Stored data entries |
####
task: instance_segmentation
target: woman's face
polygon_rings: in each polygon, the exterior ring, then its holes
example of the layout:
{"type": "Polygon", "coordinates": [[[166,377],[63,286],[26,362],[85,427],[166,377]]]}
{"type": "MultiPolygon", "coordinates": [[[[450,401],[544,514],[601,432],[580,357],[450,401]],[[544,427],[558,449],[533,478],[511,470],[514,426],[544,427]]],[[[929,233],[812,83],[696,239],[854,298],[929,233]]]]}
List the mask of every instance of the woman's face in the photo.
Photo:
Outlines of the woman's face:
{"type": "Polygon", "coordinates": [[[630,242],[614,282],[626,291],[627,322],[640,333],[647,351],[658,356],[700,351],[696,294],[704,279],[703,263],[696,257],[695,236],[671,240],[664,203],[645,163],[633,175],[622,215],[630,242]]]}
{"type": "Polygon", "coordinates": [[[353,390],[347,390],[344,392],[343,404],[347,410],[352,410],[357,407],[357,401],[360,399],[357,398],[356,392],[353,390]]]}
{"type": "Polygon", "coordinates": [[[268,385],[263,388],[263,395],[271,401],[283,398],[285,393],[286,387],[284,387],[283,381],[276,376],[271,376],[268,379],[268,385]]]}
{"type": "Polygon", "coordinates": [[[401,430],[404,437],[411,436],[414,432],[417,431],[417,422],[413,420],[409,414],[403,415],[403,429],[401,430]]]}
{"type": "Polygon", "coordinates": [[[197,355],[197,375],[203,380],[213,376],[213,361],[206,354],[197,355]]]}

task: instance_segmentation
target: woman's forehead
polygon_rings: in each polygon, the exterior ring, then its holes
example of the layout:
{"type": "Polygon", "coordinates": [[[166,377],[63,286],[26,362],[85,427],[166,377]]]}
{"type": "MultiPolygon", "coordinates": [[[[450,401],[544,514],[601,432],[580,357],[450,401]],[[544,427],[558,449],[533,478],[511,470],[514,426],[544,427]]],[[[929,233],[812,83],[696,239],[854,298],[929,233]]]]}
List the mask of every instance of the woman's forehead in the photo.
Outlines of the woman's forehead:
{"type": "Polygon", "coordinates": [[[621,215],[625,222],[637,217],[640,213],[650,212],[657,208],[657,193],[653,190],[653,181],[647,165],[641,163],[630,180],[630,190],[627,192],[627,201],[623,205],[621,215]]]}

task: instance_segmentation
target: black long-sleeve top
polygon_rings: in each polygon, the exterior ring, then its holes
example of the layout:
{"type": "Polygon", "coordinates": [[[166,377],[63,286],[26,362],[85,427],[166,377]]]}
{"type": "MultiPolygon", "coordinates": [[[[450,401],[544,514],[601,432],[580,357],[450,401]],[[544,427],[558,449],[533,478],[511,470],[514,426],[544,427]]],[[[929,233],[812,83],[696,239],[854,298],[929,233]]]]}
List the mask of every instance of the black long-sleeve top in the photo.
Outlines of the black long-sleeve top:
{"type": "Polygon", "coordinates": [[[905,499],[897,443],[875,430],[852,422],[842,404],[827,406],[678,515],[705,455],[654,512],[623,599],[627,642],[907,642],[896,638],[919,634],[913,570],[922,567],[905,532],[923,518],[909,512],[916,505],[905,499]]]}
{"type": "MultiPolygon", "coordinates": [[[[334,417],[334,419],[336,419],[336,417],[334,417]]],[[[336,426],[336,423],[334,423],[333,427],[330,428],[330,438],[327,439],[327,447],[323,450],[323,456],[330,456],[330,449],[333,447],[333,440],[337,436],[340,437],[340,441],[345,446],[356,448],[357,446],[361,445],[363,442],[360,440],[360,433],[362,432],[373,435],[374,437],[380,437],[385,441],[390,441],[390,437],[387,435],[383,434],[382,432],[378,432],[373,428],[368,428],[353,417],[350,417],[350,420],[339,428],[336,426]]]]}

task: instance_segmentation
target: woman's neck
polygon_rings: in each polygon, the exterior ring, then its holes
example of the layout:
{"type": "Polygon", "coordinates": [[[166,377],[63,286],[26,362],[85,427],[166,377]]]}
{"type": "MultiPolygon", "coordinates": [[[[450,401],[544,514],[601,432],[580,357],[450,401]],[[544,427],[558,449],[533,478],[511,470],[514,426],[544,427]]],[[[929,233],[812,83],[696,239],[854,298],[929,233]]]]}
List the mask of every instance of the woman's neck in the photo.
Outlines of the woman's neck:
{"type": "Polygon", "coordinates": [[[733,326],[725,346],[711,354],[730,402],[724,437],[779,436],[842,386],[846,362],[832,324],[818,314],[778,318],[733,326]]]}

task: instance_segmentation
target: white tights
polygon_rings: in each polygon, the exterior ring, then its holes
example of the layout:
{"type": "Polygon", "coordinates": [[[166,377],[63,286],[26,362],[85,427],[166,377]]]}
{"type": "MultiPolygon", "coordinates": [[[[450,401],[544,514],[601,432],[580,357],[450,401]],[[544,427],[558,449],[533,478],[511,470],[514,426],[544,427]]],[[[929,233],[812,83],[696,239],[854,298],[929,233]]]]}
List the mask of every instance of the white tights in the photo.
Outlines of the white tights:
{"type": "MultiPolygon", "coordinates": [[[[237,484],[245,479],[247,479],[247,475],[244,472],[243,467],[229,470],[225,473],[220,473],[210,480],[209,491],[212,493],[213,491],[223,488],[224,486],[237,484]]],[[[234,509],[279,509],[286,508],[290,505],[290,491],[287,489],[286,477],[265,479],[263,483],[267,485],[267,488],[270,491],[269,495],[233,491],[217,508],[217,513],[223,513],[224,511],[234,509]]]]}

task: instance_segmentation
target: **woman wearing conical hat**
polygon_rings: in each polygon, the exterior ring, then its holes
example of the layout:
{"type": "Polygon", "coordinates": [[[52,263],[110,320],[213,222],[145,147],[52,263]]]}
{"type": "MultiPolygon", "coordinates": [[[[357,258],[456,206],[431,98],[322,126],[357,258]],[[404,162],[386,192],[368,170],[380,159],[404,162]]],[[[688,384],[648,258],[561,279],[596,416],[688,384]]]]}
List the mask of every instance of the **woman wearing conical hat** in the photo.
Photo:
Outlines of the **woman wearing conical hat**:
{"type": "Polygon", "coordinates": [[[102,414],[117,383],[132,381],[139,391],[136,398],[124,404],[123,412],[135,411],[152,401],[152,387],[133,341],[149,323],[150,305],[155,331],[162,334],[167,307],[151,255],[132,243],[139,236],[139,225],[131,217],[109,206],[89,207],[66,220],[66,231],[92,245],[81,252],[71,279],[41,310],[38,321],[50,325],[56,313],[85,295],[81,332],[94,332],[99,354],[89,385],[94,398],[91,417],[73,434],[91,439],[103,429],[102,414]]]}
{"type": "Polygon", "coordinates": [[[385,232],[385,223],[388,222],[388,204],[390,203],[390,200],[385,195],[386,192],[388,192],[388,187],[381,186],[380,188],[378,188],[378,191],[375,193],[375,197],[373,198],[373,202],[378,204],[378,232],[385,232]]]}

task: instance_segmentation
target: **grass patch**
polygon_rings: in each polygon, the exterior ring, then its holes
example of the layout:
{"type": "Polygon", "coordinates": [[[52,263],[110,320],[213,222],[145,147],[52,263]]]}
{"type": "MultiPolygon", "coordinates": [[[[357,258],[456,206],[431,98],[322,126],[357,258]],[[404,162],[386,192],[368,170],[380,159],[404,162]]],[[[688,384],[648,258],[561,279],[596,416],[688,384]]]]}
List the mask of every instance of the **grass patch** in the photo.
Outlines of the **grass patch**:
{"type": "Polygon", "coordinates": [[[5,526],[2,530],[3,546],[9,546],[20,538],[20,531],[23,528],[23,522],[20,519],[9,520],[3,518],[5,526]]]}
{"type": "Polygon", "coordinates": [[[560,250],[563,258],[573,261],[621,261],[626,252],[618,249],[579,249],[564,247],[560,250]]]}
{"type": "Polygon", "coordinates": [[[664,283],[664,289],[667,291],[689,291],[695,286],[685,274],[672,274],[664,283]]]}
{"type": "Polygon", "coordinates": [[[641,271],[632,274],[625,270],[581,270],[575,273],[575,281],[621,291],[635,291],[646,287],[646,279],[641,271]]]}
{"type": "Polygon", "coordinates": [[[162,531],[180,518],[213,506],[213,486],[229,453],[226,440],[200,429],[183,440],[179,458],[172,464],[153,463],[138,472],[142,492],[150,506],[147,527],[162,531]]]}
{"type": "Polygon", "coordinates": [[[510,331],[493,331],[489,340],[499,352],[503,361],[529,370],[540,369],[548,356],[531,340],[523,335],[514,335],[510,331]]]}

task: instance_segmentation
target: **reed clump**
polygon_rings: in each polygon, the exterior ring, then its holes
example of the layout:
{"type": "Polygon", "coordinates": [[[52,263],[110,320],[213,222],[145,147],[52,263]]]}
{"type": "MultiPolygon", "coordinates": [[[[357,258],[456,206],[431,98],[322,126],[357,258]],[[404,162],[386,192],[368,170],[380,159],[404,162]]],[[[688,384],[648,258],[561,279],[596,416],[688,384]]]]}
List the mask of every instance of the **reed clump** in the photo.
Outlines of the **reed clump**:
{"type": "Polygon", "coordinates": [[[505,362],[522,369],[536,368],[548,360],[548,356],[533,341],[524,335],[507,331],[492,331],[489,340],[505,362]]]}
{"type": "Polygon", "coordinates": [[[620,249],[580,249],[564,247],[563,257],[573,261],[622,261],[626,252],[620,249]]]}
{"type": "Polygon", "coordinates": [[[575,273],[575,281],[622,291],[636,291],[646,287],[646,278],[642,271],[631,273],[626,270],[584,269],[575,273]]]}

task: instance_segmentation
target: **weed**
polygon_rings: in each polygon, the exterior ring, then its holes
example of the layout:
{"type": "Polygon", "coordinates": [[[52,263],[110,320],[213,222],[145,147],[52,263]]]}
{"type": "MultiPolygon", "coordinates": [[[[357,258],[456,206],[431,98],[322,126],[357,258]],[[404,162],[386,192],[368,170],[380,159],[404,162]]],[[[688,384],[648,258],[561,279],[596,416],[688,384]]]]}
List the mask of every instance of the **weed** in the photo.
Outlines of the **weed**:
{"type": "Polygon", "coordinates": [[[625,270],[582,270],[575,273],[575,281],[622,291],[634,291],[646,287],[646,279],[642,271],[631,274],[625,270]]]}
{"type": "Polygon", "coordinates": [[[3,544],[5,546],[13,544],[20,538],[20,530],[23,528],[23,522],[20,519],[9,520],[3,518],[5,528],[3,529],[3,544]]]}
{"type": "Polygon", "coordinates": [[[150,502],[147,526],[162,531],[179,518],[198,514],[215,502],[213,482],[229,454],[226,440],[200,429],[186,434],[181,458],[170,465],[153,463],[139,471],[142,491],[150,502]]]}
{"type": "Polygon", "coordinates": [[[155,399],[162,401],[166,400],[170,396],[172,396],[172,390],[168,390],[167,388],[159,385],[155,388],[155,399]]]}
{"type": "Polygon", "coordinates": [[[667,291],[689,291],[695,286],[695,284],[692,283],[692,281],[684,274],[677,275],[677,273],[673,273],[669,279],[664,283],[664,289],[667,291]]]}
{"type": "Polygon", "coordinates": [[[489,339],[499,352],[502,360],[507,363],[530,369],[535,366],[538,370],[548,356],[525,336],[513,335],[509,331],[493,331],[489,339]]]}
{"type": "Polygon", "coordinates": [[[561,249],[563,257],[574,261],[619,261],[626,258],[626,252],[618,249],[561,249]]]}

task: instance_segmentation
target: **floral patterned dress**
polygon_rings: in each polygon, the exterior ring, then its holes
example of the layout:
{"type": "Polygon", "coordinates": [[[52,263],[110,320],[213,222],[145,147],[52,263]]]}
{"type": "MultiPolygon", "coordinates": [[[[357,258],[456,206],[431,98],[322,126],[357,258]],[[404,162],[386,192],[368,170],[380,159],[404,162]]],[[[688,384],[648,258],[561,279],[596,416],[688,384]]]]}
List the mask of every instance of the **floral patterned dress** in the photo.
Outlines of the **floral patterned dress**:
####
Prompt |
What is the number of lines in the records that hold the word "floral"? Answer with that number only.

Expected answer |
3